- **Given problem**
Update the lines that follow by replacing each "instance" with "occurrence", leaving all other text unchanged.

──────── Records supplied

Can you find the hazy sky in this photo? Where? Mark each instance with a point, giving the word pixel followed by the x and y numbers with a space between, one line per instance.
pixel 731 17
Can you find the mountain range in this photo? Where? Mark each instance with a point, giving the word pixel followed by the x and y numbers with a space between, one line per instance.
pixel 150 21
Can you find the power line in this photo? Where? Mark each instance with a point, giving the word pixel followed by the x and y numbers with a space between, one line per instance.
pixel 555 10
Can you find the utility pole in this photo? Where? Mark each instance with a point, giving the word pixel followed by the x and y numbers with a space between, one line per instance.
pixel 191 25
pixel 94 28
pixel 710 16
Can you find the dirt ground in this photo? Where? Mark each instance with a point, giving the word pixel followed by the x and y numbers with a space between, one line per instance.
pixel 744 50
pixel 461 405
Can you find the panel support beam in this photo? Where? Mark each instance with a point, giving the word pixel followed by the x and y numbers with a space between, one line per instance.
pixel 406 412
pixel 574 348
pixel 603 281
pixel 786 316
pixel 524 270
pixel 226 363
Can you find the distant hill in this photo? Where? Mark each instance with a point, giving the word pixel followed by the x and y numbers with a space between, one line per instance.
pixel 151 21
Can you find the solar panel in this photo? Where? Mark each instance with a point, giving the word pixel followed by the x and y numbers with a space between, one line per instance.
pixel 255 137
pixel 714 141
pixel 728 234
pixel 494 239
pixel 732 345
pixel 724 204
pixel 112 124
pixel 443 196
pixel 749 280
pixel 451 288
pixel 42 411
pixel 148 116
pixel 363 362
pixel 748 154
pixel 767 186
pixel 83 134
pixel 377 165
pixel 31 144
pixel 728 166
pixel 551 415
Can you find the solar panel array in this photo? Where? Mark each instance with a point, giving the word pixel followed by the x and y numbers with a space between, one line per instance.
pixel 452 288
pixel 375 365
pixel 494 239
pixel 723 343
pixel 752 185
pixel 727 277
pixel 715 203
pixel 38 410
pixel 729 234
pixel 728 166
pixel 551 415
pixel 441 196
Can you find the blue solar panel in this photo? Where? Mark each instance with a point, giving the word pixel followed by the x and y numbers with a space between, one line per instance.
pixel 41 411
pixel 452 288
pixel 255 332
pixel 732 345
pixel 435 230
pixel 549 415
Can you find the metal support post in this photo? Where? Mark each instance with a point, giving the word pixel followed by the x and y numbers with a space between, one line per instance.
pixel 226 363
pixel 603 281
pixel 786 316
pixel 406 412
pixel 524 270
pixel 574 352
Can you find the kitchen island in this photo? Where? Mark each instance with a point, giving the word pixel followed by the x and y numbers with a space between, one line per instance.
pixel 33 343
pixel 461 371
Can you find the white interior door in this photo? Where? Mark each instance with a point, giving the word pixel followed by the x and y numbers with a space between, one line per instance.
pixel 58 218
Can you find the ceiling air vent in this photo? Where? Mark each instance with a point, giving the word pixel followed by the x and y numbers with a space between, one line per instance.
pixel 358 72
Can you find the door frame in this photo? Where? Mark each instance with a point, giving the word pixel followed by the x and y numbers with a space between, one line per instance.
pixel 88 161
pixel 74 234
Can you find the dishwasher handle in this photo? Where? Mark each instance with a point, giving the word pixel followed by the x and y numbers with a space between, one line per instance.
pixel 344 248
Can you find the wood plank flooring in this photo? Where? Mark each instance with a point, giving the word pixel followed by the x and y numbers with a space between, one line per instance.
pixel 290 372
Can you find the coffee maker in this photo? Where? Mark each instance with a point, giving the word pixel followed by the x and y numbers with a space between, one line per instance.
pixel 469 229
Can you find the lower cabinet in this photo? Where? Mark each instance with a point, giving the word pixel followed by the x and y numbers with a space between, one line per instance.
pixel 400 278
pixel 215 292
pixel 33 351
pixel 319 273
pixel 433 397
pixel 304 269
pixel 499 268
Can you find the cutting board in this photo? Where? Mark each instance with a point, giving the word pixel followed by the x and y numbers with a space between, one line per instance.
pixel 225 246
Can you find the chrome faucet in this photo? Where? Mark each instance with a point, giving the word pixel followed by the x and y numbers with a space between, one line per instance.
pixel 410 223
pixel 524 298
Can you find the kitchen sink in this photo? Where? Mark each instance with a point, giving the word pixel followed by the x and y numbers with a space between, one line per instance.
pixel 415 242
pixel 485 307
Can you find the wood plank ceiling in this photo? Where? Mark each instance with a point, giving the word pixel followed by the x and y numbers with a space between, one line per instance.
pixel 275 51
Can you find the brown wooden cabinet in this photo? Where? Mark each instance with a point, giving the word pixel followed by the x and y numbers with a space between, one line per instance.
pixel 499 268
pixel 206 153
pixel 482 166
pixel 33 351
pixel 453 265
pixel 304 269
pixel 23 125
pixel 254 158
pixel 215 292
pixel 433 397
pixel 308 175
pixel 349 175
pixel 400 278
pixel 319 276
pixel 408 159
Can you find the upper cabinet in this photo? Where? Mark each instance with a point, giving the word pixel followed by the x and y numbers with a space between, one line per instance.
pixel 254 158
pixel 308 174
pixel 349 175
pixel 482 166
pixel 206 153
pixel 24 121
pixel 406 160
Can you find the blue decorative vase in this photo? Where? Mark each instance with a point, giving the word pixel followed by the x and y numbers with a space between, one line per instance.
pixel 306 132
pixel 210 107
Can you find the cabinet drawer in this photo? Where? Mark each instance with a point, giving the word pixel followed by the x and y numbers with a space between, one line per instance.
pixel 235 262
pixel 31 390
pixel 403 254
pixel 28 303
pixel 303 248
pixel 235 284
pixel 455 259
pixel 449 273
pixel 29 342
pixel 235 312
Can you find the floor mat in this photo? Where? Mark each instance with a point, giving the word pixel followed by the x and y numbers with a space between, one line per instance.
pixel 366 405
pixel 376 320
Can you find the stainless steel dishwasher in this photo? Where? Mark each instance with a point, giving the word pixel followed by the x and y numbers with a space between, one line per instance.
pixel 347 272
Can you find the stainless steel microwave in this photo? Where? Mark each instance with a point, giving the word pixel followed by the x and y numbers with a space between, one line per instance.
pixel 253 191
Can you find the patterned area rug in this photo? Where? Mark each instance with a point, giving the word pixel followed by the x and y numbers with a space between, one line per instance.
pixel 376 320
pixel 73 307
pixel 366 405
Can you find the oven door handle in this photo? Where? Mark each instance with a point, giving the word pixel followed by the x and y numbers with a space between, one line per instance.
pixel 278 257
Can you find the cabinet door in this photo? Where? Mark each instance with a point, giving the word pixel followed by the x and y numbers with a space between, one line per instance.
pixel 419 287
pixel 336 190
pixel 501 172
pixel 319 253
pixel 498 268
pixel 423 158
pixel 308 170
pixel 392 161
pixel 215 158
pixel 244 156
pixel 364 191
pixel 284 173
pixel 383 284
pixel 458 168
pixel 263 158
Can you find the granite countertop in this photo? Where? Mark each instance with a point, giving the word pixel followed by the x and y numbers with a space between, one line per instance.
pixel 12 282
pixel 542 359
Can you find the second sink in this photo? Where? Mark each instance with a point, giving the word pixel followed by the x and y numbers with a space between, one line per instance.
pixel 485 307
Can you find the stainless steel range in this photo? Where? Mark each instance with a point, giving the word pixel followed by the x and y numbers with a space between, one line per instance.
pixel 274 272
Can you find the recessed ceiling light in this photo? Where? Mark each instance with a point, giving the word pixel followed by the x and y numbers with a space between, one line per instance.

────────────────

- **Exercise result**
Can you find the hazy sky in this photo? Where? Mark each occurrence with a point, giving the word pixel followed by the x and y numbers with a space between, one line per occurrence.
pixel 731 17
Can you find the mountain range in this photo? Where? Mark each occurrence with a point, giving the word pixel followed by the x and y numbers with a space between, one line per occurrence.
pixel 150 21
Can you find the power line in this photo? Where? Mark each occurrence with a point, giving the word pixel followed by the x and y numbers with a space between, one line per occurrence.
pixel 555 10
Can you find the utility pole in this photo? Where? Mark each occurrence with a point, giving the word pixel followed by the x and y numbers with a space between, one line per occurrence.
pixel 191 25
pixel 94 28
pixel 710 16
Can you find the dirt ground in this photo? Where? Mark each occurrence with a point, giving the word pixel followed by the x and y numbers with a space between, one line per occurrence.
pixel 744 50
pixel 461 405
Can you find the panel support beam in this photo? Where? Mark each occurrence with a point, giving the word pixel followed by the x and y numbers with a space between, one line per occurrence.
pixel 406 412
pixel 574 348
pixel 603 281
pixel 786 316
pixel 524 270
pixel 226 363
Can you find the distant hill in this photo? Where? Mark each occurrence with a point, giving the word pixel followed by the x and y numbers with a space between, one line per occurrence.
pixel 151 21
Can you find the solar panel in this photo? Where? Mark each occurrence with a point, giving the word pixel followed by the x and y numbers with a space between, one line per occurrence.
pixel 255 137
pixel 714 141
pixel 728 234
pixel 494 239
pixel 732 345
pixel 724 204
pixel 112 124
pixel 443 196
pixel 749 280
pixel 451 288
pixel 42 411
pixel 148 116
pixel 363 362
pixel 748 154
pixel 767 186
pixel 83 134
pixel 377 165
pixel 31 144
pixel 728 166
pixel 551 415
Can you find the solar panel array in this photo? Where? Mark each occurrence with a point, giving the word pixel followed by the x and y numbers with a space between, one line per occurrence.
pixel 452 288
pixel 375 365
pixel 494 239
pixel 723 343
pixel 752 185
pixel 727 277
pixel 715 203
pixel 38 410
pixel 729 234
pixel 728 166
pixel 551 415
pixel 441 196
Can you find the blue solar panel in this photo? Where? Mark each occurrence with a point, giving the word pixel followed by the x and y numbers with a space between, one line per occurrence.
pixel 41 411
pixel 452 288
pixel 255 332
pixel 732 345
pixel 435 230
pixel 549 415
Can you find the metal support post in this photo? Where? Mark each occurrence with a point, giving the word pixel followed by the x and y numbers with a space between, one line per occurrence.
pixel 226 363
pixel 603 281
pixel 786 316
pixel 406 412
pixel 524 270
pixel 574 352
Can you find the kitchen island in this photo? Where? Mark each occurrence with a point, giving the word pixel followed by the x and y numbers with a space between, one line per occurrence.
pixel 33 343
pixel 461 371
Can you find the white interior door in this photo? Where? Mark each occurrence with a point, giving the word pixel followed by the x and y numbers with a space between, one line per occurrence.
pixel 58 218
Can you find the ceiling air vent in this photo? Where? Mark each occurrence with a point, giving the word pixel followed by the x and y numbers with a space between, one line per occurrence.
pixel 358 72
Can you find the door frame in this photo? Where? Mark each occurrence with a point, giving the word pixel followed by the x and y numbers with a space between, one line per occurrence.
pixel 88 161
pixel 74 234
Can you find the dishwasher handle in this photo? Where? Mark each occurrence with a point, giving the word pixel followed by the x and y numbers with a space between, one line per occurrence.
pixel 344 248
Can you find the wood plank flooring in this photo? Where? Mark each occurrence with a point, giving the word pixel followed by the x and y numbers with a space between, one line per occurrence.
pixel 290 372
Can you find the coffee maker in this photo? Where? Mark each occurrence with a point, giving the word pixel followed by the x and y numbers with a space between, one line per occurrence.
pixel 469 229
Can you find the lower cabinet in this photo? Where? Mark each occurrence with a point, giving the word pixel followed by the x and y numbers with a space between, one line per occurrence.
pixel 400 278
pixel 215 292
pixel 33 351
pixel 319 273
pixel 433 397
pixel 304 269
pixel 499 268
Can you find the cutting board in this photo? Where? Mark each occurrence with a point, giving the word pixel followed by the x and y numbers with a space between, one line per occurrence.
pixel 225 246
Can you find the chrome faucet in this photo? Where? Mark each occurrence with a point, giving the word pixel followed by the x and y numbers with a space between, one line per occurrence.
pixel 410 223
pixel 524 298
Can you find the kitchen sink in this photo? Where? Mark each occurrence with a point, giving the word pixel followed by the x and y numbers with a space between, one line per occurrence.
pixel 415 242
pixel 485 307
Can you find the wood plank ceiling in this photo? Where? Mark each occurrence with a point, giving the word pixel followed by the x and y numbers with a space between, one line per occurrence.
pixel 275 51
Can you find the brown wooden cabinet in this photo? Where? Mark each occurrence with a point, giving the word pixel followed by the x and y numbers with a space between, one line per occurrence.
pixel 499 268
pixel 206 153
pixel 482 166
pixel 33 351
pixel 453 265
pixel 304 269
pixel 23 125
pixel 254 158
pixel 215 292
pixel 433 397
pixel 308 175
pixel 349 175
pixel 400 278
pixel 319 276
pixel 408 159
Can you find the upper cabinet in this photo? Where? Mark each occurrence with a point, giving the word pixel followed by the x and y numbers with a space between, one line per occurrence.
pixel 254 158
pixel 308 174
pixel 349 175
pixel 482 166
pixel 206 153
pixel 24 121
pixel 406 160
Can you find the blue decorative vase in this photo? Where? Mark each occurrence with a point, giving the word pixel followed by the x and y numbers with a space between, one line per occurrence.
pixel 306 132
pixel 210 107
Can you find the cabinet drawer in this photo? Where? Mark each occurrence with a point, giving the word pixel followed by the x and y numbers with a space between, one line per occurrence.
pixel 235 262
pixel 31 390
pixel 403 254
pixel 28 303
pixel 303 248
pixel 235 284
pixel 455 259
pixel 449 273
pixel 29 342
pixel 235 312
Can you find the floor mat in this photo? Where? Mark each occurrence with a point, giving the word pixel followed by the x and y numbers with a space between, one line per occurrence.
pixel 366 405
pixel 376 320
Can you find the stainless steel dishwasher in this photo? Where? Mark each occurrence with a point, giving the word pixel followed by the x and y numbers with a space between, one line per occurrence.
pixel 347 272
Can you find the stainless steel microwave in this photo? Where? Mark each occurrence with a point, giving the word pixel followed by the x and y numbers with a space between, one line per occurrence.
pixel 253 191
Can you find the patterned area rug in this photo? Where? Mark each occurrence with a point, giving the word pixel followed by the x and y numbers with a space between, one line per occurrence.
pixel 376 320
pixel 73 307
pixel 366 405
Can you find the oven door handle in this photo? Where? Mark each occurrence with a point, giving the word pixel followed by the x and y numbers with a space between, one line per occurrence.
pixel 278 257
Can you find the cabinet door in this photo? Where? Mark each occurrence with a point, giving the word pixel followed by the x and y numbers with a space between, one line per occurrence.
pixel 419 287
pixel 336 190
pixel 501 172
pixel 319 253
pixel 498 268
pixel 423 158
pixel 308 170
pixel 392 161
pixel 215 158
pixel 244 156
pixel 364 191
pixel 284 173
pixel 383 284
pixel 458 168
pixel 263 158
Can you find the granite countertop in this photo? Where? Mark each occurrence with a point, giving the word pixel followed by the x and y numbers with a space between, one line per occurrence.
pixel 12 282
pixel 542 359
Can you find the second sink in this photo? Where? Mark each occurrence with a point, giving the word pixel followed by the x and y numbers with a space between, one line per occurrence.
pixel 485 307
Can you find the stainless steel range in this photo? Where? Mark each occurrence with a point, giving the word pixel followed by the x and y numbers with a space between, one line per occurrence.
pixel 274 272
Can you find the recessed ceiling light in this photo? Where? Mark each occurrence with a point, giving the word pixel followed by the x and y numbers with a space between, one line per occurrence.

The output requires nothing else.